#### [REQUIREMENT]
Swap "sapling" for "young tree" in everything from the line containing "of the fern" down to the end of the data, and give those lines again with nothing else changed.
++++++
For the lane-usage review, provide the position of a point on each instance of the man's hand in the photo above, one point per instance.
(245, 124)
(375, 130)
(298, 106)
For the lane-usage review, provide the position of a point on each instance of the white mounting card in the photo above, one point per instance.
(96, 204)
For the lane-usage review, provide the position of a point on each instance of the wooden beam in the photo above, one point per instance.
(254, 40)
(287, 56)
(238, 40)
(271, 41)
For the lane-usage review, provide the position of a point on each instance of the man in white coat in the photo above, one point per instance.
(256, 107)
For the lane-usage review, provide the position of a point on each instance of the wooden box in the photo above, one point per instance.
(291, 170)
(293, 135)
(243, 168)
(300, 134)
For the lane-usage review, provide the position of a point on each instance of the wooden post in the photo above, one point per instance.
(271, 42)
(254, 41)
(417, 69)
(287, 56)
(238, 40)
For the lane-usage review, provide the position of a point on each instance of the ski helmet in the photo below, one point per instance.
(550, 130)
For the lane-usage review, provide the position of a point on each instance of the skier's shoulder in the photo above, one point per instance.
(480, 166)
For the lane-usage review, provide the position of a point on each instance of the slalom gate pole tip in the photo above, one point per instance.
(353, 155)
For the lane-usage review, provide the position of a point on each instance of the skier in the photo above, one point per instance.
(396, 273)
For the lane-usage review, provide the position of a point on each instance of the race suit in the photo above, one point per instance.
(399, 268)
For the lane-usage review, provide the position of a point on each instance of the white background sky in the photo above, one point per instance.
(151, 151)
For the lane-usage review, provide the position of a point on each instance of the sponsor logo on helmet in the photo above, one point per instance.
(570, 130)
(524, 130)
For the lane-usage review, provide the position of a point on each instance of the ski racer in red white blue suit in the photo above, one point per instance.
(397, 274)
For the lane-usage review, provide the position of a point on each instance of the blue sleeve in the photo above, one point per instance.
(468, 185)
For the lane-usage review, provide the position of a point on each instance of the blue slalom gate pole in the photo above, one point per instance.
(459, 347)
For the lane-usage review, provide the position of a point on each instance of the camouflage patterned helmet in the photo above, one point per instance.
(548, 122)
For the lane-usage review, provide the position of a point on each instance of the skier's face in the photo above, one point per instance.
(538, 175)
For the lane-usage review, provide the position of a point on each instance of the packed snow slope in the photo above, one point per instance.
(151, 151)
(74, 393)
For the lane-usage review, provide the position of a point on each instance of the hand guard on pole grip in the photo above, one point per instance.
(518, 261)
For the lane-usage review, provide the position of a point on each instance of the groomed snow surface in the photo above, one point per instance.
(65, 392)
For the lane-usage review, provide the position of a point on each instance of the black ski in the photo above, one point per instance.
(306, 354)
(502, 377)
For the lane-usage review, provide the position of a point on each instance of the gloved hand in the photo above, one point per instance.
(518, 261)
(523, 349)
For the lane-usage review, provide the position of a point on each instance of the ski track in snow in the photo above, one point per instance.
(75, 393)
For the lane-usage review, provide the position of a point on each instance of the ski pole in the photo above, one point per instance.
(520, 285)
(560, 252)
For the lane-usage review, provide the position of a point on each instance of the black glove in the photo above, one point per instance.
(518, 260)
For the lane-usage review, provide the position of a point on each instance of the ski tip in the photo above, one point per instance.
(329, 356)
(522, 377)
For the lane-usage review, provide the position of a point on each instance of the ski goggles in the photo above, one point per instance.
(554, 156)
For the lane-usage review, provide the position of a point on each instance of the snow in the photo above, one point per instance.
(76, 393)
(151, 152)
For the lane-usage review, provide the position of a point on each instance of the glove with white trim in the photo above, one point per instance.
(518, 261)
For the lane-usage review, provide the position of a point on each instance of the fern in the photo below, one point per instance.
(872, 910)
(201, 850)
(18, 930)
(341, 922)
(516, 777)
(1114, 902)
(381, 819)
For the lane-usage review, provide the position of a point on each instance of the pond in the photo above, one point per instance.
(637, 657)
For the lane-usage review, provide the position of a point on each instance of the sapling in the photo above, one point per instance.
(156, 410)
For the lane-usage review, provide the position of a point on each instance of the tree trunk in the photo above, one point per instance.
++++++
#### [EXERCISE RESULT]
For the lane-usage review, provide the position of a point on each instance of the fern in the photo below, one point per instance.
(872, 910)
(201, 850)
(18, 930)
(341, 922)
(516, 777)
(1114, 902)
(381, 819)
For the lane-usage review, provide the position of a point on each instance of the pond in the photo above, one point per instance.
(637, 657)
For the lane-usage review, provide the position of a point on each instance of the young tree in the photo above, one point per instance.
(156, 410)
For the lane-usage review, provide the position of a point on each instance of the tree trunk in the photo above, one point per instance.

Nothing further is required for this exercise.